What needs to be done
Write out, word for word, the part of the rows that opens with the line containing "of the curly" and closes with the last line of the rows, including both of those lines. Leave the pictures out of your answer.

Data to process
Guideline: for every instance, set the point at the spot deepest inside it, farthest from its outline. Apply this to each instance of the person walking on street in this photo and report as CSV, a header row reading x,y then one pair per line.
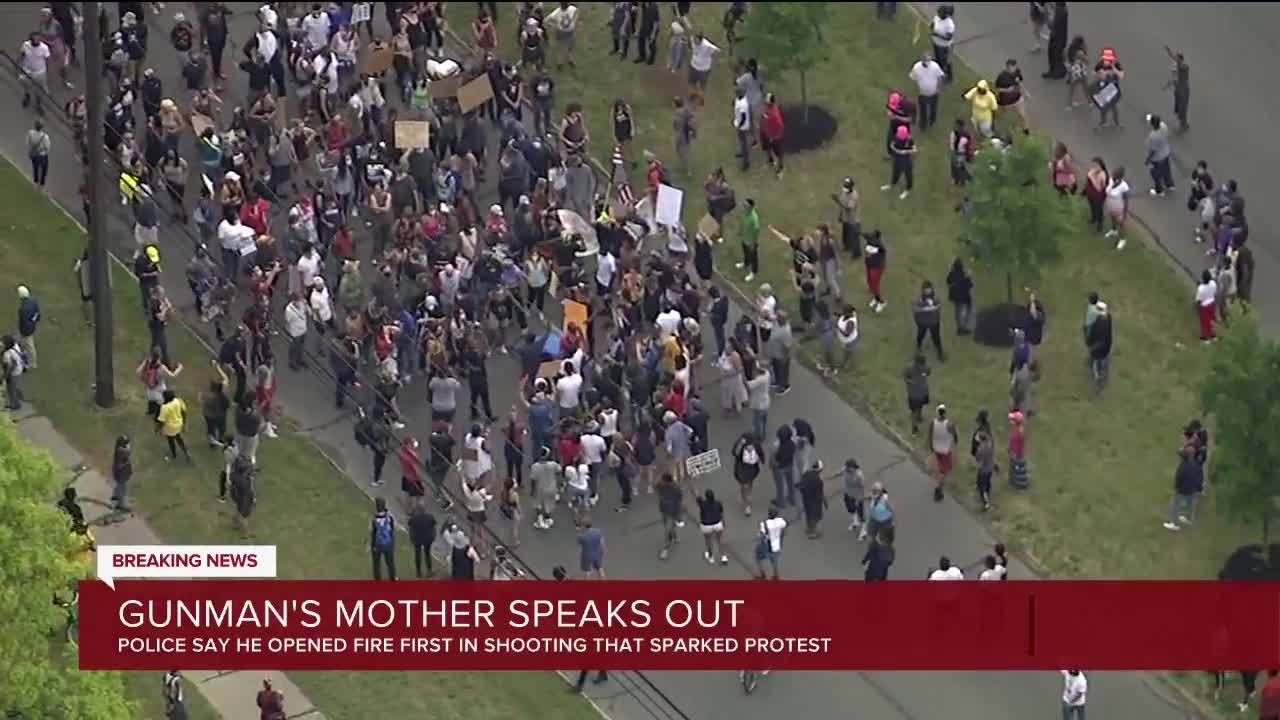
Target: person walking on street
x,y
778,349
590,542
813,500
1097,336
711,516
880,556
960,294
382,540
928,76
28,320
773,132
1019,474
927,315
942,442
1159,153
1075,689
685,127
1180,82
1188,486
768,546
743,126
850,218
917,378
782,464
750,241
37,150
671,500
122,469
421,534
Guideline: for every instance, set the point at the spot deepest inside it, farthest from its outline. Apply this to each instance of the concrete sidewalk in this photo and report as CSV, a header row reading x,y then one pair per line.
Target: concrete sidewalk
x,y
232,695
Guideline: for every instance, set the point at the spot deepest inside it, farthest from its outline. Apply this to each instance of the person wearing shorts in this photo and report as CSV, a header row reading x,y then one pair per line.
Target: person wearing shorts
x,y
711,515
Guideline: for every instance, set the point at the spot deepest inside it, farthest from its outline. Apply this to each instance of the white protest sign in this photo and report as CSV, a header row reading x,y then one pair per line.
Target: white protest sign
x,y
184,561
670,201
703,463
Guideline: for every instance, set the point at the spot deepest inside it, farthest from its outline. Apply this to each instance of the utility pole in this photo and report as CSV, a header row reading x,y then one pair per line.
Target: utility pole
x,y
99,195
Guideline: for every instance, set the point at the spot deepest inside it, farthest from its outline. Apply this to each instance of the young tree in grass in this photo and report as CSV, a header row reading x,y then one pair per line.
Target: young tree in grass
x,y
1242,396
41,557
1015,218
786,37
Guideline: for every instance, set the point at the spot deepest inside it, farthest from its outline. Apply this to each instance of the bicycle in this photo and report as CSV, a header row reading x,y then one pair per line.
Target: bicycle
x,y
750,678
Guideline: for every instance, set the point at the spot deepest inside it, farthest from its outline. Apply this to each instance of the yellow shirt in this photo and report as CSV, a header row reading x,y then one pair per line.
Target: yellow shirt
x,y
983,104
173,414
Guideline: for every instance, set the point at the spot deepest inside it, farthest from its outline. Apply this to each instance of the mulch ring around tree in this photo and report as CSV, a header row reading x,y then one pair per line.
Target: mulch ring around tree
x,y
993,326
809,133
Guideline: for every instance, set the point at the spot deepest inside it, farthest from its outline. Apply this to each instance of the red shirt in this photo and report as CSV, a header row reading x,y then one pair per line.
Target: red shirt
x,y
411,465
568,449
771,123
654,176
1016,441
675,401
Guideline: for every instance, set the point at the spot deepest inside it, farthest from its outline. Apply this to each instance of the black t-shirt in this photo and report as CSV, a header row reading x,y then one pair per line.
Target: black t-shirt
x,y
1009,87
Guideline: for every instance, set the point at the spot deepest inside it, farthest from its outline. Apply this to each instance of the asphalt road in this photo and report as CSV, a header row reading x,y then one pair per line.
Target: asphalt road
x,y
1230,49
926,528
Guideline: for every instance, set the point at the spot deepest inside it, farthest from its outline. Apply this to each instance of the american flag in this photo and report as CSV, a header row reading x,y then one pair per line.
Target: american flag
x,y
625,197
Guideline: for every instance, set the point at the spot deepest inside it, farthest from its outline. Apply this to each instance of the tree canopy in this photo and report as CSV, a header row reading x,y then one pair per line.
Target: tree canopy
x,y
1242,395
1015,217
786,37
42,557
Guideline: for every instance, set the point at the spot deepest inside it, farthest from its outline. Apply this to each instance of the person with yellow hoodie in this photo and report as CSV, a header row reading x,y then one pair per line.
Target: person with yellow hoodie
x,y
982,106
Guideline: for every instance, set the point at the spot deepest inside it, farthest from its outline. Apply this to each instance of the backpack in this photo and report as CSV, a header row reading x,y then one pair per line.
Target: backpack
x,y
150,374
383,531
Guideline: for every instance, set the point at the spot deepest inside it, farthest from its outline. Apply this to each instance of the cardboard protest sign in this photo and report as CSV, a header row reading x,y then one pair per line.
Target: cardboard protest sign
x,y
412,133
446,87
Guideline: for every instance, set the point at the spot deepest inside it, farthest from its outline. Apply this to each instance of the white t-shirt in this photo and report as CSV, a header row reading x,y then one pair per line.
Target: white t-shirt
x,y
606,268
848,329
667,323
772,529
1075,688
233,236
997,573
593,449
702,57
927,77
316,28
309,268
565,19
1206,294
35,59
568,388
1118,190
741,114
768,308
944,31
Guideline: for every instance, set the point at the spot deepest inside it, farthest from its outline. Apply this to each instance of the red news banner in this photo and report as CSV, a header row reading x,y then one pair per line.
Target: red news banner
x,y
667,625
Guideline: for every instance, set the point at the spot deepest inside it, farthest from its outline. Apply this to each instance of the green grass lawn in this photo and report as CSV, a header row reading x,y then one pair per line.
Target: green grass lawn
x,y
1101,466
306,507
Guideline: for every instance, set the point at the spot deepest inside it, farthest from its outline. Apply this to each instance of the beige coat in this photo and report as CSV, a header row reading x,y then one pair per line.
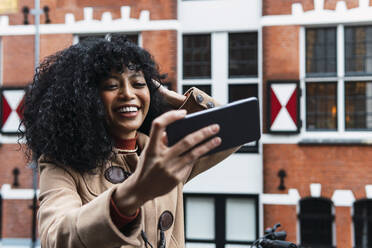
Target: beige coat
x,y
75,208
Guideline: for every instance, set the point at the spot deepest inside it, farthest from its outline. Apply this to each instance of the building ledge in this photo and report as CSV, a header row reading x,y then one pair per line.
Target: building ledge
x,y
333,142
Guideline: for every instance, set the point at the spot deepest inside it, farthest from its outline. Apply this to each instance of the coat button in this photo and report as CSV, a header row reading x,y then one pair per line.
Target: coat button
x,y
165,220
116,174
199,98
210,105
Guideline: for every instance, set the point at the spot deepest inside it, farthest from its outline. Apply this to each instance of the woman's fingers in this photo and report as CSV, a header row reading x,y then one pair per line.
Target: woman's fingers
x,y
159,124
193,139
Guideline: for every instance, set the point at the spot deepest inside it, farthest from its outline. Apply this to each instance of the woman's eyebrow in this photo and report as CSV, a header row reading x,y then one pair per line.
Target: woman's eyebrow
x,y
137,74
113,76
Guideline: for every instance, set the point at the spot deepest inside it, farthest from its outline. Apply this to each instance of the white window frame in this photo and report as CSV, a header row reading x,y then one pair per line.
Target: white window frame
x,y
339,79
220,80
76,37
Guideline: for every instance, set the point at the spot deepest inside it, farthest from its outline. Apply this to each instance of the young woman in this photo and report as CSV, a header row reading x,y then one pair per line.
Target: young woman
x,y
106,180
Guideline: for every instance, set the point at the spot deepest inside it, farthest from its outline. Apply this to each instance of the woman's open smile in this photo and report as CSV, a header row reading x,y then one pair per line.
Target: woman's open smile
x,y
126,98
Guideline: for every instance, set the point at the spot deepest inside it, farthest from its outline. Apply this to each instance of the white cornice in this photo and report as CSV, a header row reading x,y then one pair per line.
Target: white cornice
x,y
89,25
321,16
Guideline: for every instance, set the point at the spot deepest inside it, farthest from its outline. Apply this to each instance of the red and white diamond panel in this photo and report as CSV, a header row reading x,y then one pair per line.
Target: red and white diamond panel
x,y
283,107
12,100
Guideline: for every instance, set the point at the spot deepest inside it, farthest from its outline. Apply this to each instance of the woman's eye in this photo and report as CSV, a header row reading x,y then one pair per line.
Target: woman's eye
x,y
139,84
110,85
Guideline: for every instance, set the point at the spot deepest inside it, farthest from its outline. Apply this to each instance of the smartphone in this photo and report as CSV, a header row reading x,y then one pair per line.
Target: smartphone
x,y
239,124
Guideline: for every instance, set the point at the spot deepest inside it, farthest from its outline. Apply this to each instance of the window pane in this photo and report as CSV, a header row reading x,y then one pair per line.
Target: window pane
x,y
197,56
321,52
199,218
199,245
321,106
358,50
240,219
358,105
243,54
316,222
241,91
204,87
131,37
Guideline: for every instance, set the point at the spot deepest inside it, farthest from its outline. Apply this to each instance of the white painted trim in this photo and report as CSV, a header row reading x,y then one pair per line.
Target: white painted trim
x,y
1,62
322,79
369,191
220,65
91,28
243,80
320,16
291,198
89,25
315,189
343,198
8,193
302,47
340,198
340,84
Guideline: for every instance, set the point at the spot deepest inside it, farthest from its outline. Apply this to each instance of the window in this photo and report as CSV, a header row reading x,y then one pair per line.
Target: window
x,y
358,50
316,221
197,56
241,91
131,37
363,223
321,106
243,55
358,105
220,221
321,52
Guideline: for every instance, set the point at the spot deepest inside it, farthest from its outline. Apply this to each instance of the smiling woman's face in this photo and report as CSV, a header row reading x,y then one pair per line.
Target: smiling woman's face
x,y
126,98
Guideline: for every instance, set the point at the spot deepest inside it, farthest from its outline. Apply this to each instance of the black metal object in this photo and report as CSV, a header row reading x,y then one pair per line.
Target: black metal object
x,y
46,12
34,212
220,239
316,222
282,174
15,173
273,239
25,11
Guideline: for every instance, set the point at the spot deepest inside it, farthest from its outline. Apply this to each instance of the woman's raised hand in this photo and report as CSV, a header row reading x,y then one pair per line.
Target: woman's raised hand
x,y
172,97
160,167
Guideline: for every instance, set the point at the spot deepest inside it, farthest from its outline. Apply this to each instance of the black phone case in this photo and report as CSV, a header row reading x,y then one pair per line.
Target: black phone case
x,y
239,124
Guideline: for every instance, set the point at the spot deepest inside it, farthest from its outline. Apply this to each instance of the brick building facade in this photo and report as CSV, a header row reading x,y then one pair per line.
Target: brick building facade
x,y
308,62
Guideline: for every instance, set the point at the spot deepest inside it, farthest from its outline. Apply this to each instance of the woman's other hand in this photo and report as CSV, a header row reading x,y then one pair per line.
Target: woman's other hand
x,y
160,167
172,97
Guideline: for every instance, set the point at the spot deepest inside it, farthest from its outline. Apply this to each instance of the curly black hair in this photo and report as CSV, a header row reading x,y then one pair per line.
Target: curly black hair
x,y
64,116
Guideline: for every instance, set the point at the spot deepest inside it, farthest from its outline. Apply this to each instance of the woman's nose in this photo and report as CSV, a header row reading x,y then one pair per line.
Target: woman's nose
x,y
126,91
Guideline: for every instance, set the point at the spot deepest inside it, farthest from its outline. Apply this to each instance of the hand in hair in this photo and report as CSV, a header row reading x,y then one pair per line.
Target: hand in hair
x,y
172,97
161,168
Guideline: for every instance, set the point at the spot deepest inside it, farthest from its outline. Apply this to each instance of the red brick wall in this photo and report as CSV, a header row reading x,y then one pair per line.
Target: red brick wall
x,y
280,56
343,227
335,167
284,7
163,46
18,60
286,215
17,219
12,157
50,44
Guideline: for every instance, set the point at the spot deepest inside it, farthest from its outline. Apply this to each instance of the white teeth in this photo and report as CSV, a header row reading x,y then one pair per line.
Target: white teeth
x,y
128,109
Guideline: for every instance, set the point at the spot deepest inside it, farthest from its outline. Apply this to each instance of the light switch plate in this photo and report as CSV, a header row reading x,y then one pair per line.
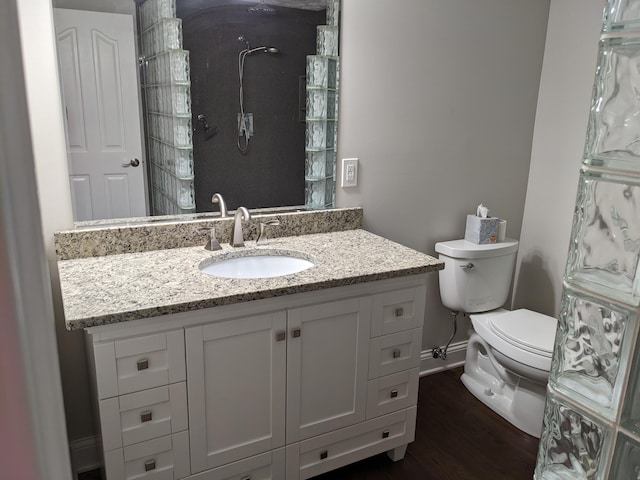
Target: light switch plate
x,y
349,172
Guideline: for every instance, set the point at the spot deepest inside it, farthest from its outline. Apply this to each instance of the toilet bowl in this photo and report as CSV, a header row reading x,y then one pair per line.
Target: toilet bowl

Answer for this exercise
Guideline: for every instance, set the point at the spot deepest inside it, farthest from its outline. Apply this to each instance of the curly black hair in this photo and report as CSV, a header row reading x,y then one pair per line.
Target: curly black hair
x,y
64,116
Guideline: for every instance, set the point at the spot deepest inside it, farthest from its outline. Apply this to each instance of the woman's nose in this photo and report as CSV, a header row reading x,y then one pair per line.
Target: woman's nose
x,y
126,91
Guideline: for every instance, set the point at the spot deepest inside it, farthest from its outline. Apply this to each instance of the hand in hair in this photo and report as CSV, a header row reading x,y then one pair per line.
Target: hand in hair
x,y
172,97
161,168
Guideline: for every instance, set the point at the spot deepest inside it, farthest from its outline. Apply this to each instance of the red brick wall in this photo and report as CSV, a header row reading x,y then one pair per line.
Target: red brick wall
x,y
280,56
343,227
335,167
284,7
163,46
18,60
286,215
17,219
12,157
50,44
Guideline: for every instance, set the point at the spot deepest inside it, farthest from its outline. Apply this to each instance of the white teeth in this photo and report as CSV, a header row reading x,y then one pair per line.
Target: white teeth
x,y
128,109
Guideline: for every instance, set the point at the spot deepest inside it, farthest from its outline. Apply this to each instance of the light switch plate in this photo and report as CSV, a header row reading x,y then one pair per line.
Target: light switch plate
x,y
349,172
Guideline: for every instance, set the point at the spot deepest inside it, farthest from its outline. Apply this to each instance of the toilet bowl in this photo and report as CSV, a header row reading x,y then one pair per line.
Target: toilet bowl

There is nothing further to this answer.